----- Dataset extract

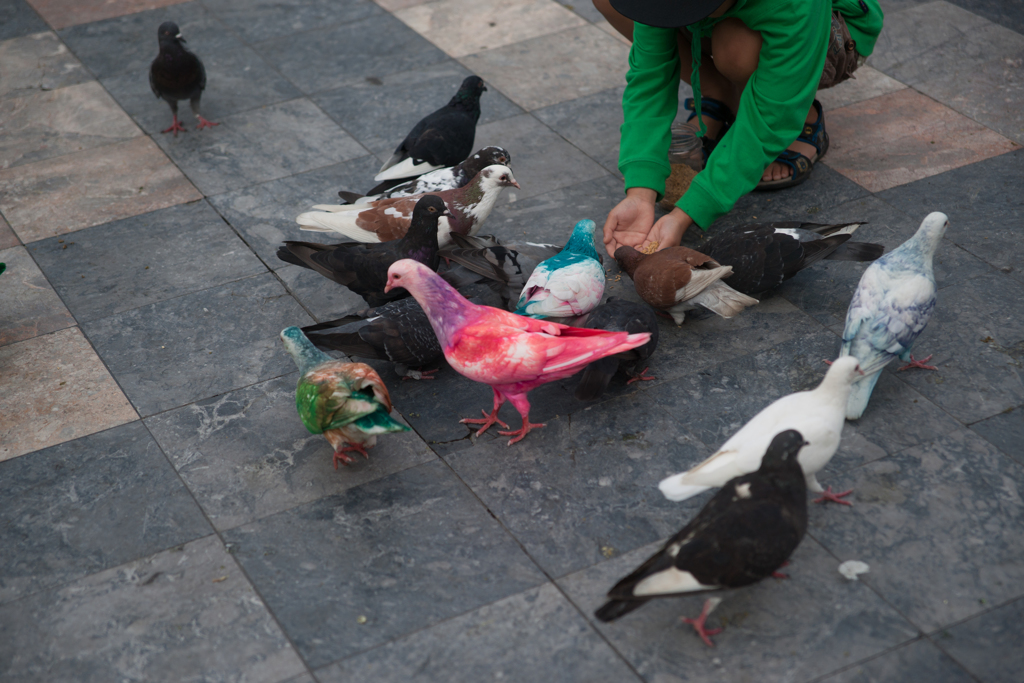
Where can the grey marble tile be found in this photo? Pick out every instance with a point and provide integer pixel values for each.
(920, 660)
(260, 144)
(88, 505)
(186, 613)
(988, 645)
(264, 214)
(128, 44)
(328, 58)
(262, 19)
(238, 80)
(198, 345)
(401, 553)
(136, 261)
(246, 455)
(940, 526)
(776, 630)
(379, 112)
(536, 635)
(543, 161)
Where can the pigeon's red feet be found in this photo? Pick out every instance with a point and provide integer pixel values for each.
(203, 123)
(176, 126)
(642, 377)
(828, 497)
(698, 623)
(488, 419)
(522, 431)
(918, 364)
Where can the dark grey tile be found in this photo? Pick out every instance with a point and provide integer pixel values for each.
(776, 630)
(136, 261)
(89, 505)
(199, 345)
(401, 553)
(260, 144)
(264, 214)
(940, 526)
(246, 455)
(328, 58)
(535, 636)
(379, 112)
(186, 613)
(263, 19)
(988, 645)
(920, 660)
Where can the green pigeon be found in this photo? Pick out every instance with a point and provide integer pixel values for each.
(345, 401)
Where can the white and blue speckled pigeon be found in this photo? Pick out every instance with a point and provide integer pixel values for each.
(890, 308)
(568, 284)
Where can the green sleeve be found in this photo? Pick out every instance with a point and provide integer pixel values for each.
(772, 108)
(649, 107)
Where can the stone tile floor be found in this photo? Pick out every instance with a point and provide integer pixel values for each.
(166, 516)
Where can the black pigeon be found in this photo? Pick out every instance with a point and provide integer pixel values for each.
(398, 332)
(742, 535)
(441, 138)
(363, 267)
(177, 74)
(763, 255)
(619, 315)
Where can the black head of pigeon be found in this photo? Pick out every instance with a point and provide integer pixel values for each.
(619, 315)
(363, 267)
(177, 74)
(741, 536)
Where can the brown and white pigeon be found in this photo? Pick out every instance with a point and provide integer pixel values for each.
(177, 74)
(677, 280)
(388, 219)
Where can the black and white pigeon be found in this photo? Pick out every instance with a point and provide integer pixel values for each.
(441, 138)
(744, 534)
(619, 315)
(177, 74)
(763, 255)
(434, 181)
(363, 267)
(398, 332)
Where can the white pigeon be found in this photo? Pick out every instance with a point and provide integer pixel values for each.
(891, 307)
(816, 414)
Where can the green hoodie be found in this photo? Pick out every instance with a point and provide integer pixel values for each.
(795, 36)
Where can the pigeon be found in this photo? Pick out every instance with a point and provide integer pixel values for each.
(441, 138)
(619, 315)
(676, 280)
(763, 255)
(398, 332)
(816, 414)
(345, 401)
(435, 181)
(567, 285)
(511, 353)
(388, 219)
(177, 74)
(742, 535)
(891, 307)
(363, 268)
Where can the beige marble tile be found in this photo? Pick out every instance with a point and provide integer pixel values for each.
(48, 124)
(553, 69)
(865, 84)
(39, 61)
(29, 306)
(904, 136)
(69, 193)
(52, 389)
(465, 27)
(62, 13)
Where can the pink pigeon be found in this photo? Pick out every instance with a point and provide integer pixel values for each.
(511, 353)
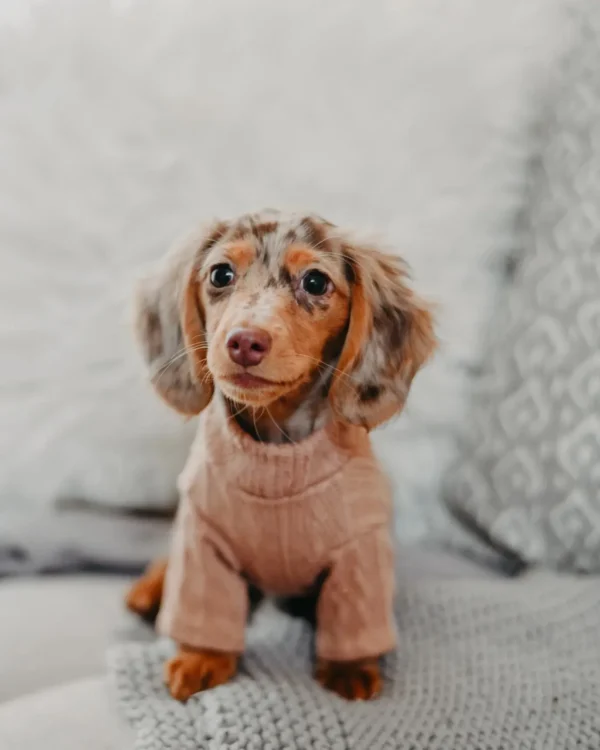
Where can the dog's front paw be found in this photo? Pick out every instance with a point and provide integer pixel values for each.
(145, 595)
(353, 680)
(190, 672)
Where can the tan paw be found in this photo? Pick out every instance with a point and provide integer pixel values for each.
(353, 680)
(145, 596)
(190, 672)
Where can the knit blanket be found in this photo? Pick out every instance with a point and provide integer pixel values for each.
(494, 664)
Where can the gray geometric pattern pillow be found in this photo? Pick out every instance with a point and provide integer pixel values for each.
(530, 478)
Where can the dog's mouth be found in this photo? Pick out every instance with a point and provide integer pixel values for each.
(248, 381)
(249, 388)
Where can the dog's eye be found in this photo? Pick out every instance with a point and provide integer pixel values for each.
(315, 283)
(222, 275)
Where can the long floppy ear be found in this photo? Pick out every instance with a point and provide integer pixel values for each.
(390, 337)
(169, 324)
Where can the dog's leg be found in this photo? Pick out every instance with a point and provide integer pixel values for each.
(145, 596)
(354, 680)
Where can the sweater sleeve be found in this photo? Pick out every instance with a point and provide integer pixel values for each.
(205, 604)
(355, 617)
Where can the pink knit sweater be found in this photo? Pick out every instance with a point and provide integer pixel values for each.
(279, 516)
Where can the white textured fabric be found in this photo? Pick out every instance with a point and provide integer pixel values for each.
(73, 716)
(500, 665)
(123, 123)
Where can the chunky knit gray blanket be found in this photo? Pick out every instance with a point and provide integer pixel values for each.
(482, 665)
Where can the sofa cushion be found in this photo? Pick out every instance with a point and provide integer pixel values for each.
(530, 478)
(123, 123)
(53, 630)
(74, 716)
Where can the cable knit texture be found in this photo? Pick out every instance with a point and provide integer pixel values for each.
(481, 665)
(280, 516)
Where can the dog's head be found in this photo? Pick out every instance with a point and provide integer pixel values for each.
(267, 306)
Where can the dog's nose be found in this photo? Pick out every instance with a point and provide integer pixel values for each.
(248, 346)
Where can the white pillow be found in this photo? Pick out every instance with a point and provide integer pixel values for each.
(122, 124)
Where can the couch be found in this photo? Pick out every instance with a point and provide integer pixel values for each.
(465, 97)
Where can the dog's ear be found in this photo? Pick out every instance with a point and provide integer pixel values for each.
(169, 323)
(390, 337)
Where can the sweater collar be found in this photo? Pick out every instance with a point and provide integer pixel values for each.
(272, 470)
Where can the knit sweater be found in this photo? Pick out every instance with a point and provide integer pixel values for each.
(280, 516)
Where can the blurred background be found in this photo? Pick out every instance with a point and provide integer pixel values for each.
(462, 135)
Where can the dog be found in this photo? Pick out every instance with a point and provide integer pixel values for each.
(292, 325)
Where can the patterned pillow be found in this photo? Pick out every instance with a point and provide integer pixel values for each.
(530, 478)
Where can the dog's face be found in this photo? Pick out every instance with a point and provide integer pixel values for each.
(275, 301)
(270, 307)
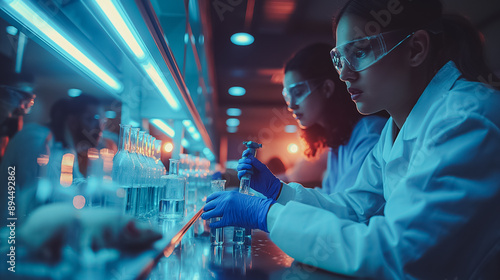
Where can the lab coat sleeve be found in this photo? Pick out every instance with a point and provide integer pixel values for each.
(357, 203)
(440, 222)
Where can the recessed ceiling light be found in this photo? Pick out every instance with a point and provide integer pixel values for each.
(232, 129)
(290, 128)
(110, 114)
(237, 91)
(242, 39)
(74, 92)
(233, 122)
(11, 30)
(293, 148)
(233, 112)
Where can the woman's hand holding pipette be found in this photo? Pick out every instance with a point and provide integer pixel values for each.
(263, 180)
(236, 209)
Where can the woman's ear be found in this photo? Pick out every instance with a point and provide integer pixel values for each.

----------

_Your task_: Copy every line of the entries above word for word, leaving the pictures out of your copy.

_Exercise answer_:
Where can the grey marble tile be found in this photo? Pick out every instance with a point and provide integer pixel values for each.
(920, 660)
(260, 144)
(88, 505)
(186, 613)
(988, 645)
(264, 214)
(128, 44)
(328, 58)
(262, 19)
(238, 80)
(198, 345)
(401, 553)
(136, 261)
(246, 455)
(940, 526)
(776, 630)
(379, 112)
(536, 635)
(543, 161)
Where can the pigeon's red feet be found in this photo? Pick out every instance with a point and provide integer pixel values for each.
(203, 123)
(176, 126)
(642, 377)
(828, 497)
(698, 623)
(488, 419)
(522, 431)
(918, 364)
Where can the dark grey tile be found in this photo? Pick out every instance with a point and provide integer pixel values for each.
(776, 630)
(136, 261)
(89, 505)
(199, 345)
(401, 553)
(260, 144)
(264, 214)
(940, 526)
(246, 455)
(328, 58)
(535, 636)
(379, 112)
(186, 613)
(263, 19)
(988, 645)
(920, 660)
Where can the green pigeon be found in this photo? Pick out every instance with a point and provide integer pixel values for each.
(345, 401)
Where can the white and blue speckled pigeon be found in this photo? Pick out every instance with a point and provide integer pixel values for each.
(890, 308)
(568, 284)
Where can the green sleeve be found in this photo? Pick out every instance with a point and provide integer pixel values for each.
(772, 108)
(649, 107)
Where can the stone tile floor be found in this photo? Pick out every instance with a point and provide integer pixel values for each.
(166, 516)
Where can the black pigeon be found in this photo? Pick out every instance with a point and provide integer pixel values for each.
(398, 332)
(742, 535)
(441, 138)
(363, 267)
(177, 74)
(763, 255)
(619, 315)
Where can the black head of pigeon be found in this photo? Pick out every instance with a point and provide integer pixel values for each.
(619, 315)
(363, 267)
(177, 74)
(741, 536)
Where can the brown and white pigeon be found in this photo? Pick out every instance with a point and provide integer pixel values for each.
(177, 74)
(677, 280)
(388, 219)
Where can the black and white pigeon be found in this photo? Pick out every instance with a point and provide integer pixel values for each.
(441, 138)
(744, 534)
(619, 315)
(177, 74)
(763, 255)
(434, 181)
(363, 267)
(398, 332)
Where can the white pigeon be found in this photo? Pick out every instance with a point and provide integer pixel values for each.
(891, 307)
(816, 414)
Where can the green hoodie be found in this photo? Pick out every instance with a point and provide integer pixel values for each.
(795, 36)
Where can the pigeon be found in this photo? Pick out every instance with a point and provide integer pixel values for each.
(441, 138)
(619, 315)
(676, 280)
(763, 255)
(398, 332)
(816, 414)
(345, 401)
(435, 181)
(567, 285)
(511, 353)
(388, 219)
(177, 74)
(742, 535)
(891, 307)
(363, 268)
Where can the beige marble tile be found in this photo? Pick out every instance with a point and provide integer pixel values for each.
(48, 124)
(553, 69)
(865, 84)
(39, 61)
(29, 306)
(904, 136)
(69, 193)
(52, 389)
(465, 27)
(62, 13)
Where can the pink pigeon be found in this photo? Pick out every instance with a point and provide integer pixel values for each.
(511, 353)
Where can the dog's front paw be found in this photo? Pick out every instance with a point and provide integer pixel values for each.
(145, 595)
(353, 680)
(190, 672)
Where can the tan paw be found in this photo? Pick out every instance with a point and provide integer pixel values for each.
(353, 680)
(145, 596)
(190, 672)
Where can the knit blanket be found in this photo? Pick out every instance with a point and provide integer pixel values for each.
(494, 664)
Where can the gray geometric pattern pillow be found in this photo? Pick out every instance with a point and provide integer pixel values for each.
(530, 478)
Where can the dog's mouth be found in this photo? Pick out every instance with a point and provide integer pixel values for each.
(248, 381)
(249, 388)
Where can the dog's eye be found in this photo? Pick out every instance with a point and provide integer pixel values for each.
(315, 283)
(222, 275)
Where can the long floppy ear be found in this photo? Pick out every instance with a point and provide integer pixel values for each.
(390, 337)
(169, 324)
Where can the dog's leg be found in this photo? Pick out every instance with a point and provide integer pixel values for each.
(145, 596)
(354, 680)
Where can the sweater sleeve be found in this photo? Pick out every instance with a point and provide integer pixel values for each.
(205, 604)
(355, 617)
Where can the pink knit sweater be found in this photo? Pick out every instance with a point and provide integer pixel values for each.
(279, 516)
Where can the white textured fabric be found in this photo? Pick out every instance with a point and provide integer pixel values for each.
(73, 716)
(500, 665)
(123, 123)
Where can the chunky knit gray blanket be found in this photo? Pick out every instance with a point and provide integer pixel values for each.
(482, 665)
Where can the sofa cushion be found in this photo? Pick out every instance with a point and provide integer pixel values for each.
(530, 478)
(123, 123)
(53, 630)
(74, 716)
Where can the cable knit texture be found in this photo? Pick out every instance with a point and provide integer pixel values for each.
(481, 665)
(280, 516)
Where can the dog's head be found in this photo? Pick out every instance with a point and provide integer pixel values for each.
(267, 306)
Where can the dog's nose be found in this photo? Pick out every instance with a point and provide integer pixel values for each.
(248, 346)
Where can the white pillow be found in this photo? Pick out every instance with a point and provide integer pixel values for each.
(122, 124)
Where can the couch be found in this photo? Pick out every instance with a point and provide integer pixel values for each.
(465, 97)
Where can the dog's ear be found in this photo? Pick out every instance with a point and provide integer pixel values for each.
(169, 323)
(390, 337)
Where can the sweater collar be found in this photo? Pick out every instance with a point and provide integer pixel values for each.
(272, 470)
Where can the knit sweater be found in this photo? Pick out every instance with a point and provide integer pixel values for each.
(280, 516)
Where can the blurred background be found in this photo? Pick out every instance with a point and provide integer pixel values for each.
(462, 135)
Where can the dog be found in this photo? Pick out every instance with a point and provide integer pixel values for each.
(292, 325)
Where can the patterned pillow be found in this photo? Pick out every instance with a point and provide integer pixel values for each.
(530, 478)
Where can the dog's face be found in this photo? Pick out every instance with a point and provide integer pixel values for each.
(275, 301)
(270, 307)
Where can the lab coat sleeve be found in this photo? Pick out every instance with a point and provide integer pixel values for each.
(357, 203)
(440, 222)
Where can the recessed ceiling light be found in this photo? Pick out every instance with a point and provide integer pixel values for each.
(232, 129)
(290, 128)
(110, 114)
(237, 91)
(242, 39)
(74, 92)
(233, 122)
(11, 30)
(293, 148)
(233, 112)
Where can the woman's hand holding pipette be found in this photo? Pick out every instance with a point and provide integer pixel values for each.
(263, 180)
(236, 209)
Where can the woman's ear be found in this photo? Pick out every instance with a point and provide integer pixel values for each.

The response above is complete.